### SELECTED EXCERPT
*****

My hands suddenly felt damp as I watched a woman I’d had a few classes with hook her arm into my boyfriend’s and say brightly, “Hey stranger!”
“Hey you!” he responded and patted the top of her hand.
Their eyes locked for a few seconds before they both turned to me.
“Do you know….?” my boyfriend asked me.
“Uh yeah,” I said, turning to her. “We’ve had a few classes together, right?”
She nodded and returned her gaze to my love. “I just had to come say hello when I saw you! Nice seeing you again!”
She unhooked herself and walked away. His eyes followed her.
I could feel myself start shrinking, as if my shoulders were collapsing into the rest of my body, like the whole of me was being swallowed. My mouth felt dry, so I quickly took a sip of my beer.
“What was that about?” I said quietly.
“What?” My boyfriend shouted.
I coughed and then overcompensated by saying it again way too loudly.
“Oh, nothing. She worked at that restaurant with me. We used to be close.”
“Oh,” I said and dropped my eyes to the floor. I noticed the chipped nail polish on my toes and winced when I thought of her nicely painted nails and perfectly-styled…everything.
Every relationship, even polyamorous/open/ethically non-monogamous, has its own definitions of what is okay and what’s not. My relationship was monogamous, and we were clear that this meant honesty and transparency. I had plenty of male friends, but I had good and clear boundaries in place with each of those relationships.
While I’d struggled with feeling jealous before at times, it hadn’t struck me as hard as it did in that moment. I’d immediately felt lesser-than watching that lovely woman hook her arm into my boyfriend’s.
In the car later, he said, “You were really quiet tonight.”
“Yeah…I didn’t feel good after ____ talked to you.”
“Why?” he asked.
“I don’t know. I just felt really insecure because she seemed to know you well and she’s super pretty.”
“You’re super pretty,” he said and took my hand.

*****

### DIRECTIONS
**a.** Summarize the passage in two sentences.
**b.** Pick out every line of the records that contains the string "wheel". Case counts.

*****

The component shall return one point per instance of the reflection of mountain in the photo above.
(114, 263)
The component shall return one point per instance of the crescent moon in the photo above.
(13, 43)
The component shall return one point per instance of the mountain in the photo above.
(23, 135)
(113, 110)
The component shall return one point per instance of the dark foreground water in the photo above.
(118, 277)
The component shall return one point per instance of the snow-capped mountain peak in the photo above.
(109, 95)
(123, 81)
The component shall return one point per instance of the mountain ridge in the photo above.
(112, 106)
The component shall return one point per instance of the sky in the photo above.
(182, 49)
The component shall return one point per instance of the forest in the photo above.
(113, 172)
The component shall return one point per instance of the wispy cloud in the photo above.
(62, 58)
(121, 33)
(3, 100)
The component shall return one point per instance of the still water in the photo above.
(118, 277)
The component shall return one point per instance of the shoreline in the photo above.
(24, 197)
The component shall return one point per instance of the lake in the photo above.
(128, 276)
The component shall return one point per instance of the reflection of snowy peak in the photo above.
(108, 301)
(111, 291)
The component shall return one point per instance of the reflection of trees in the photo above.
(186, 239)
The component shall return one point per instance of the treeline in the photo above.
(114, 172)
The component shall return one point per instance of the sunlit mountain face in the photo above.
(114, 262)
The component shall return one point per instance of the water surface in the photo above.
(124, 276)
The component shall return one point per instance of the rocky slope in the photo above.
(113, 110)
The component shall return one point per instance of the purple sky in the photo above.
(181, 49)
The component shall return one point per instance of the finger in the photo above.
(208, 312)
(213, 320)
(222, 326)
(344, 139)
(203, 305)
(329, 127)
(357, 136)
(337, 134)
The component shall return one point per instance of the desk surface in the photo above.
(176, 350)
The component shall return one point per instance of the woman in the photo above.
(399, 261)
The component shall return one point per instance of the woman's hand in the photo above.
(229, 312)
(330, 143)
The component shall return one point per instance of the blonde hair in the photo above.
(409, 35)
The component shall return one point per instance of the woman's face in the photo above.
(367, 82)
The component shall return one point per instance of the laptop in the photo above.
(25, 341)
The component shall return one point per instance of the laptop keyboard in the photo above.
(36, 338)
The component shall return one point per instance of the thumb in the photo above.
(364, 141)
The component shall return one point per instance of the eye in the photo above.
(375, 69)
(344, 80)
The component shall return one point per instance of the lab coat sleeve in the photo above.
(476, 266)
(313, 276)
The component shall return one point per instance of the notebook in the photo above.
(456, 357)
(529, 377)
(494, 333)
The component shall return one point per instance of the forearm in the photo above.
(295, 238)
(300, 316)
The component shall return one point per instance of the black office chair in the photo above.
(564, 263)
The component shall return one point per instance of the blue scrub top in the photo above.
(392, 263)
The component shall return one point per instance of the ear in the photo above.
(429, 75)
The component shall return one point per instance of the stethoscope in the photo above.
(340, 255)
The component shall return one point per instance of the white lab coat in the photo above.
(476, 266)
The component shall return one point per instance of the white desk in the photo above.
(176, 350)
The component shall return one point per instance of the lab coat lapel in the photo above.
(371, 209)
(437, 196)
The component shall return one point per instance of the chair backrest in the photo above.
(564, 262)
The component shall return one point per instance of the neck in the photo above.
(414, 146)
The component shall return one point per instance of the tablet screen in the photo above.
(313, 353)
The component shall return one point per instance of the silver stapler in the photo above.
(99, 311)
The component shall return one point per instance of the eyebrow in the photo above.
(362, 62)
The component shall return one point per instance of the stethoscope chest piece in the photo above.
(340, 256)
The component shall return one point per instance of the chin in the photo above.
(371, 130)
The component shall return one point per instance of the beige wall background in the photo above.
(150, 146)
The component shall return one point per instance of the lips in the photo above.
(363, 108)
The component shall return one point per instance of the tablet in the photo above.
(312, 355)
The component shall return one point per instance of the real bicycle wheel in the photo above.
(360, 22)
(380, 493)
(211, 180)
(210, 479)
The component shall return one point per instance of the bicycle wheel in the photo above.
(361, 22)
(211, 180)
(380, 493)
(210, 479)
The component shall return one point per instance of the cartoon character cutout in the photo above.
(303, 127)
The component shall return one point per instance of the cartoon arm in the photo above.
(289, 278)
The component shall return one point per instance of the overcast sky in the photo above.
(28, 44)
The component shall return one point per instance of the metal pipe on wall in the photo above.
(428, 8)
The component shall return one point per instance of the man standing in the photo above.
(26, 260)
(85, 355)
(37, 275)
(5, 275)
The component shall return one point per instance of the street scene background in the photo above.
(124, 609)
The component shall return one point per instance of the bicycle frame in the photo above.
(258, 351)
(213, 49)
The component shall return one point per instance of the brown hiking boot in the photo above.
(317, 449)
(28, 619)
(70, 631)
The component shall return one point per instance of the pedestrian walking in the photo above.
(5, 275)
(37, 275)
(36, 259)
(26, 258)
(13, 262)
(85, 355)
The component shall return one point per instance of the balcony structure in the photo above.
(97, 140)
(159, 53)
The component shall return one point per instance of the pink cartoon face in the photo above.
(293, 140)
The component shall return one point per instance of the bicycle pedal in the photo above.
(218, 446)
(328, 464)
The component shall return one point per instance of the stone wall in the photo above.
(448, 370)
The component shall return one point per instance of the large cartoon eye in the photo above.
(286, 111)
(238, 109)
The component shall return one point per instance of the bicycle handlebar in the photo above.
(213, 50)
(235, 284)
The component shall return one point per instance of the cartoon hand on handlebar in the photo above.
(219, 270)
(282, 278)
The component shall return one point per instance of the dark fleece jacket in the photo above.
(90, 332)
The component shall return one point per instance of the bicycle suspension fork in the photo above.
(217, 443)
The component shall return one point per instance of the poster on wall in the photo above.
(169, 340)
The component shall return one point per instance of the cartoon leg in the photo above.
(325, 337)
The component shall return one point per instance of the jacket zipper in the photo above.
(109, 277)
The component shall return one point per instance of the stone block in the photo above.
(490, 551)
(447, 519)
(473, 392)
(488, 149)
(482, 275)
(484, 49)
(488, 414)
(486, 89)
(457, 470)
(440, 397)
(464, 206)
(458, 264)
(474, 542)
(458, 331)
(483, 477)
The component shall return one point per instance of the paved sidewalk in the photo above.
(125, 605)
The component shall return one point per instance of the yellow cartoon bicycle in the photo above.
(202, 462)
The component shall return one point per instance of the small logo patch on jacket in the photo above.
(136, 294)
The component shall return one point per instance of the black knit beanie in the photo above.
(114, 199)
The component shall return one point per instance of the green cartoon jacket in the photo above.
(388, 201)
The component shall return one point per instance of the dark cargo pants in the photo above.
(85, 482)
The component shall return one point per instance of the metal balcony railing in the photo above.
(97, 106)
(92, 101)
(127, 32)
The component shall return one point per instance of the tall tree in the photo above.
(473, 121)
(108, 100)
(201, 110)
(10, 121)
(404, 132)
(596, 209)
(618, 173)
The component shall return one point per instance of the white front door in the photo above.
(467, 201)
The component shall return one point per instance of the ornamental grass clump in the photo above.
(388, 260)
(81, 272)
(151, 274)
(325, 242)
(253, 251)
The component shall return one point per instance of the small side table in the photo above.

*****

### LIST OF SOLUTIONS
**a.** A woman who had shared a few classes with the narrator hooked her arm into the narrator's boyfriend's, greeted him brightly, and walked away, leaving the narrator feeling lesser-than and more jealous than ever before. The boyfriend explained that she had worked at a restaurant with him and that they used to be close, and later in the car the narrator admitted feeling insecure because she seemed to know him well and was super pretty.

**b.**
The component shall return one point per instance of the real bicycle wheel in the photo above.
The component shall return one point per instance of the bicycle wheel in the photo above.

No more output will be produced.